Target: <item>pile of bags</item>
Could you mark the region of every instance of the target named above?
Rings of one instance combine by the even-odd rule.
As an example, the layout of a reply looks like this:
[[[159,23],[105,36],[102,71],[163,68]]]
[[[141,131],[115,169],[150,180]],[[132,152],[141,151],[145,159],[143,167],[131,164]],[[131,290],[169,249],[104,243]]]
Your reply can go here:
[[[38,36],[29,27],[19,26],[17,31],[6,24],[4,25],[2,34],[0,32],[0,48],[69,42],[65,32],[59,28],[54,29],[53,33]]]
+===+
Direction = Could you give the material above again, replacing "instance" with "object" wherever it occurs and leaving everything else unchanged?

The solution =
Target: <item>pile of bags</item>
Could you mark the region of every object of the target named above?
Rings of one object combine by the even-odd rule.
As an example, the layout of a reply looks like this:
[[[159,23],[105,36],[102,71],[163,68]]]
[[[141,131],[115,169],[150,180]],[[132,152],[141,151],[145,159],[143,167],[131,164]],[[131,290],[169,249],[104,243]]]
Your reply can go here:
[[[38,36],[29,27],[19,26],[17,31],[6,24],[4,25],[2,34],[0,32],[0,48],[69,42],[65,32],[59,28],[54,29],[53,33]]]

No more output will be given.